READING TEXT:
The holiday season tends to bring about joy, warmth, community, and feelings of gratitude. It can be fairly easy to feel festive when surrounded by nostalgic music, stunning light displays, and Snickerdoodle cookies. It’s my favorite time of year…usually. This year, however, I was left fending for myself as my S.O. remained deployed overseas. No amount of peppermint mochas or Hallmark movies could save me from the loneliness that persisted throughout the month of December.

I carved out time to watch holiday movies and walked the twins around the neighborhood to see the lights. We visited Santa and I wrapped gifts in sparkly paper after putting the girls down for the night. We listened to Michael Bublé’s Christmas Album on repeat and burned candles that filled the house with the scent of cedarwood and cashmere (apparently, fabrics can be translated into fragrances). I did everything imaginable to instill a sense of holiday spirit, but it just wasn’t enough.

WRITTEN TASK: Echo the holiday-season text word for word, beginning at the words "The holiday season" and stopping after "month of December.".

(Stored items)
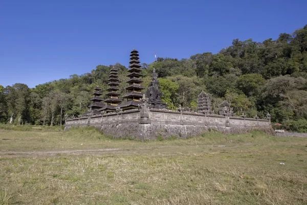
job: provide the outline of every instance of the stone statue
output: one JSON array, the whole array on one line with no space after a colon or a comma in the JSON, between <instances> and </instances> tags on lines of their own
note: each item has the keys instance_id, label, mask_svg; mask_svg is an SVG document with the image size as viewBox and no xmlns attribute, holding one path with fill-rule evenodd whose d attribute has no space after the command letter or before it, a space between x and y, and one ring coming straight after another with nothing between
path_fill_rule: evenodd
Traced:
<instances>
[{"instance_id":1,"label":"stone statue","mask_svg":"<svg viewBox=\"0 0 307 205\"><path fill-rule=\"evenodd\" d=\"M211 100L209 95L204 91L199 94L197 100L198 112L203 114L212 114Z\"/></svg>"},{"instance_id":2,"label":"stone statue","mask_svg":"<svg viewBox=\"0 0 307 205\"><path fill-rule=\"evenodd\" d=\"M230 107L230 104L226 100L223 101L220 106L218 113L221 115L233 116L233 108Z\"/></svg>"},{"instance_id":3,"label":"stone statue","mask_svg":"<svg viewBox=\"0 0 307 205\"><path fill-rule=\"evenodd\" d=\"M269 113L269 112L268 112L268 113L267 113L267 115L266 115L265 119L268 119L269 121L271 120L271 115L270 113Z\"/></svg>"},{"instance_id":4,"label":"stone statue","mask_svg":"<svg viewBox=\"0 0 307 205\"><path fill-rule=\"evenodd\" d=\"M149 84L149 86L146 93L150 108L158 109L164 109L166 108L166 104L162 102L161 100L162 95L163 93L160 91L159 86L158 75L156 73L156 70L154 69L151 81Z\"/></svg>"}]
</instances>

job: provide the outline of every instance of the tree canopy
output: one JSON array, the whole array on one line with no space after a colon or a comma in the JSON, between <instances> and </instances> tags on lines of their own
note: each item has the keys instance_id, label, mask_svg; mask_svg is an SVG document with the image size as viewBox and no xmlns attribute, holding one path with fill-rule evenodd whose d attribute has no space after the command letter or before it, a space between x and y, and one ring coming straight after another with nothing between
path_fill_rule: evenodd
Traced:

PROBLEM SOLUTION:
The holiday season tends to bring about joy, warmth, community, and feelings of gratitude. It can be fairly easy to feel festive when surrounded by nostalgic music, stunning light displays, and Snickerdoodle cookies. It’s my favorite time of year…usually. This year, however, I was left fending for myself as my S.O. remained deployed overseas. No amount of peppermint mochas or Hallmark movies could save me from the loneliness that persisted throughout the month of December.